▶ **DIRECTIONS**
Go through the entries and say how many lines contain the string "this". The number is the whole answer.

▶ **SOURCE INFORMATION**
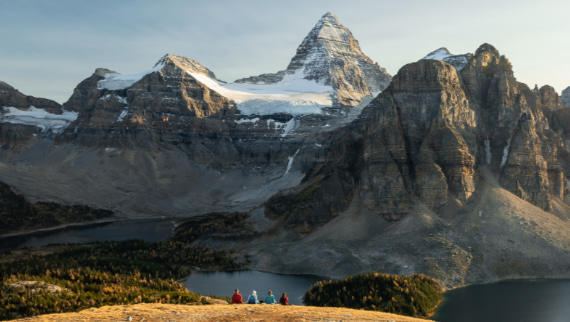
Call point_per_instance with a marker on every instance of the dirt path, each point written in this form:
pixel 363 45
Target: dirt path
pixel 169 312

...

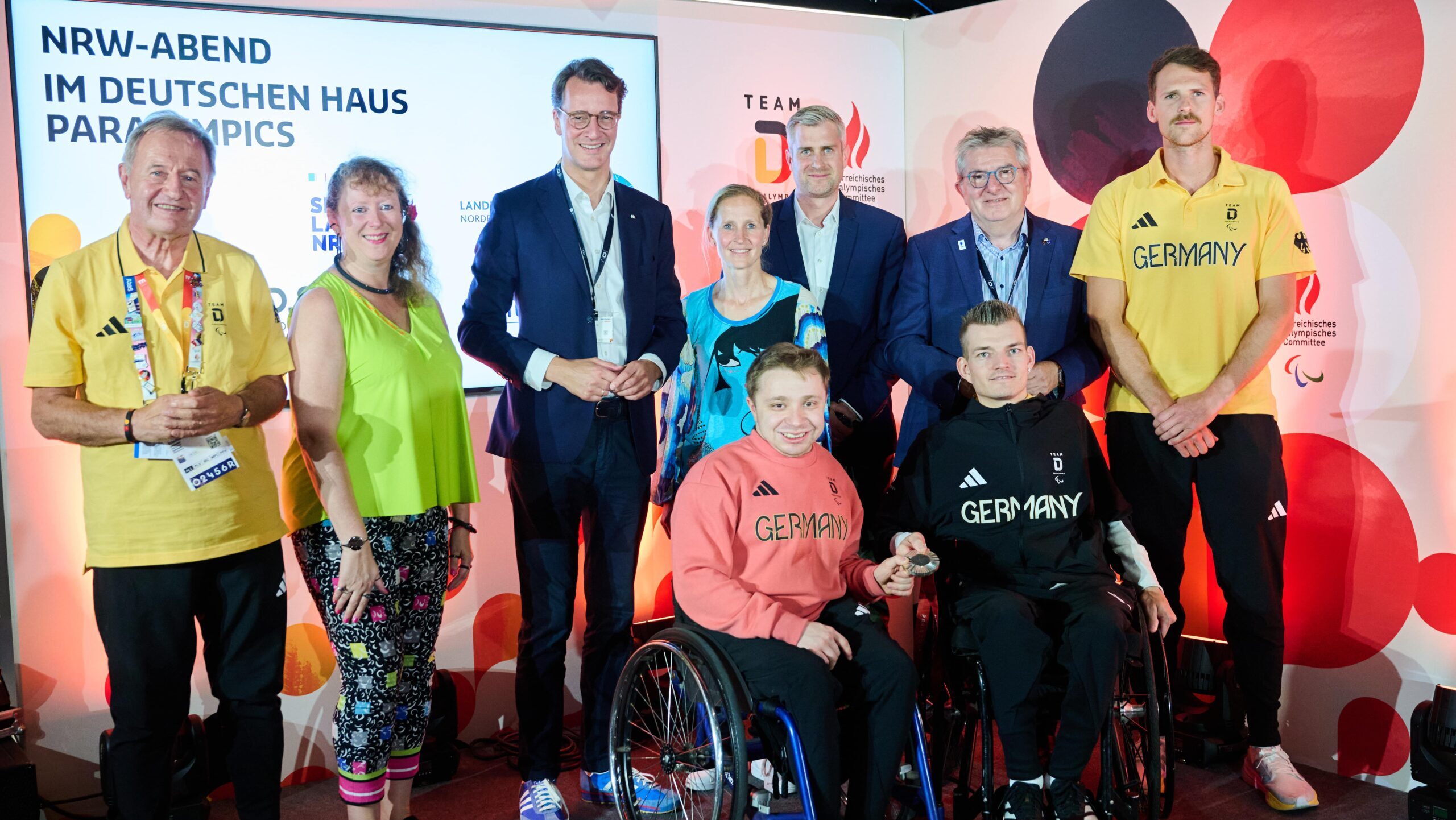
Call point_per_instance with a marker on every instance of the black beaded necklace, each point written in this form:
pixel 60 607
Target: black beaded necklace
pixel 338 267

---

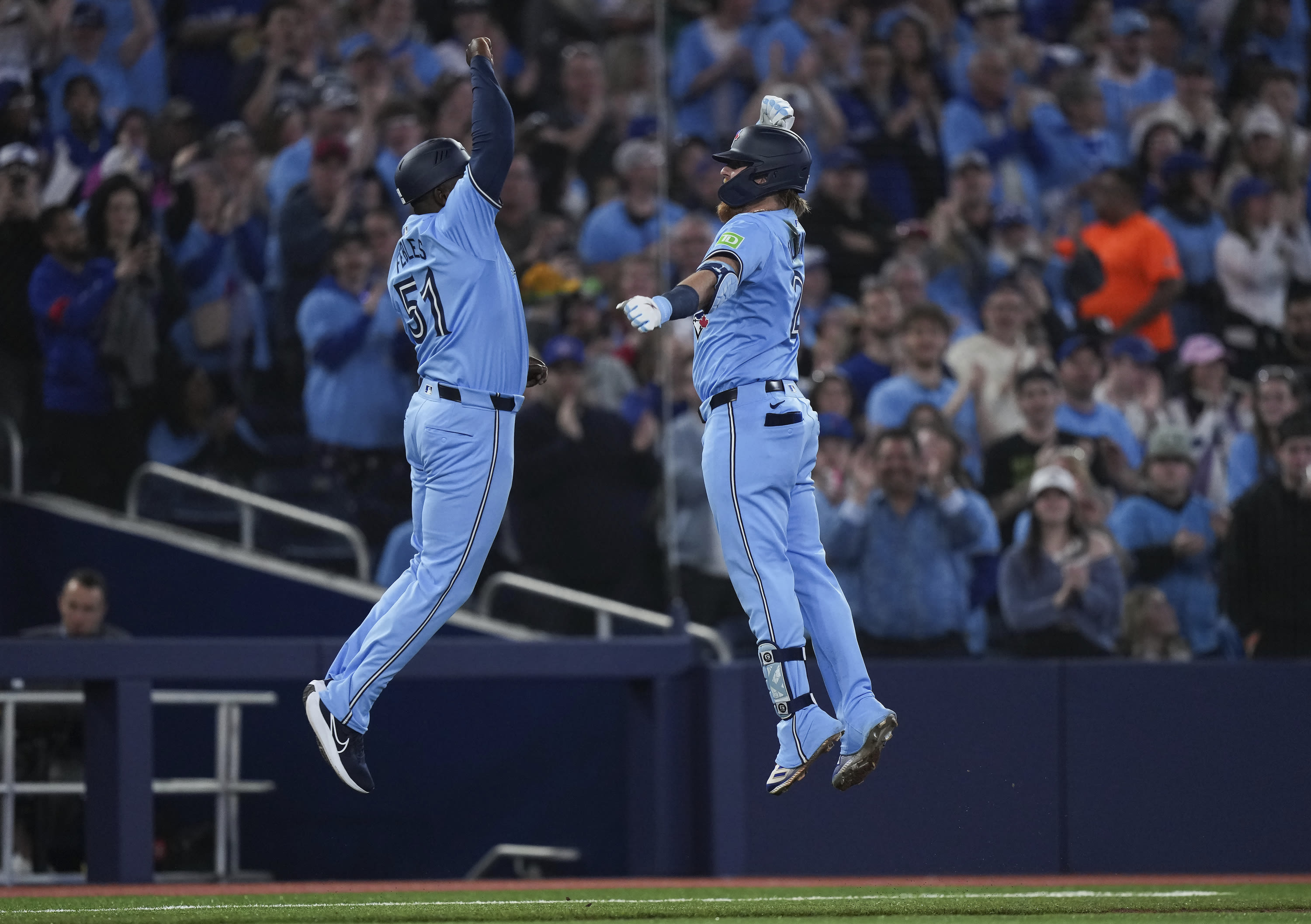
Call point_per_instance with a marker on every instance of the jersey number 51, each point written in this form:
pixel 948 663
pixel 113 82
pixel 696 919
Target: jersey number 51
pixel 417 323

▶ **RESPONSE BELOW**
3